(Beschriftungen von Objektpunkten)
= = = = =

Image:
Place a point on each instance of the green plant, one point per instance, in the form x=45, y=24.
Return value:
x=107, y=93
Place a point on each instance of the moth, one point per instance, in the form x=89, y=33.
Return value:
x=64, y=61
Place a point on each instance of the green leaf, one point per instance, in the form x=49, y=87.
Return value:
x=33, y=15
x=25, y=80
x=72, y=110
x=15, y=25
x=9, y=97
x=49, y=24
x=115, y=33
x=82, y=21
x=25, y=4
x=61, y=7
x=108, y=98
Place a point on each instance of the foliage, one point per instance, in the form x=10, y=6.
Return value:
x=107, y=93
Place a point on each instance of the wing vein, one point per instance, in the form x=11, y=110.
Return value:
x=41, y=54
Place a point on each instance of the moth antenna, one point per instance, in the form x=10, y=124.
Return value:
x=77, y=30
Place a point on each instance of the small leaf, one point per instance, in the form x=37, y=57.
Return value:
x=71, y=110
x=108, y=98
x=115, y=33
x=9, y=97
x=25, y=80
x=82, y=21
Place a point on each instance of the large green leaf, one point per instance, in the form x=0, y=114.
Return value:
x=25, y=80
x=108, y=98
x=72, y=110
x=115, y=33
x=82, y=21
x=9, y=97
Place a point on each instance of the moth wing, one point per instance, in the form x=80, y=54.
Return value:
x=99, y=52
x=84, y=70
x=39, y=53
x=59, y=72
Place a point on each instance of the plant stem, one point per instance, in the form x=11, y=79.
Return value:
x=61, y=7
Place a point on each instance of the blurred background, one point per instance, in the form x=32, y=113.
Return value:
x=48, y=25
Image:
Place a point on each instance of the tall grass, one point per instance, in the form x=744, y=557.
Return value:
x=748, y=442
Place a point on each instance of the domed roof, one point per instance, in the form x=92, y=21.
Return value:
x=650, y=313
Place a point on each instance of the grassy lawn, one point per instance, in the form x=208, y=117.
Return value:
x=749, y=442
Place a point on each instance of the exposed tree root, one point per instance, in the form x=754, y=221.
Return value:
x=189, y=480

= = = = =

Gestellte Aufgabe ▸
Gib den Abschnitt des Materials unverändert und Zeile für Zeile zurück, der mit der Zeile beginnt, die „Place a point on each instance of the blurred“ enthält, und bis zum Ende des Materials reicht. Die erste und die letzte Zeile gehören dazu.

Als Antwort ▸
Place a point on each instance of the blurred background, one point per instance, in the form x=32, y=113.
Return value:
x=48, y=25
Image:
Place a point on each instance of the tall grass, one point per instance, in the form x=744, y=557.
Return value:
x=748, y=442
Place a point on each instance of the domed roof, one point per instance, in the form x=92, y=21.
Return value:
x=650, y=313
Place a point on each instance of the grassy lawn, one point per instance, in the form x=208, y=117.
Return value:
x=749, y=442
Place a point on each instance of the exposed tree root, one point per instance, in the form x=754, y=221.
Return value:
x=189, y=480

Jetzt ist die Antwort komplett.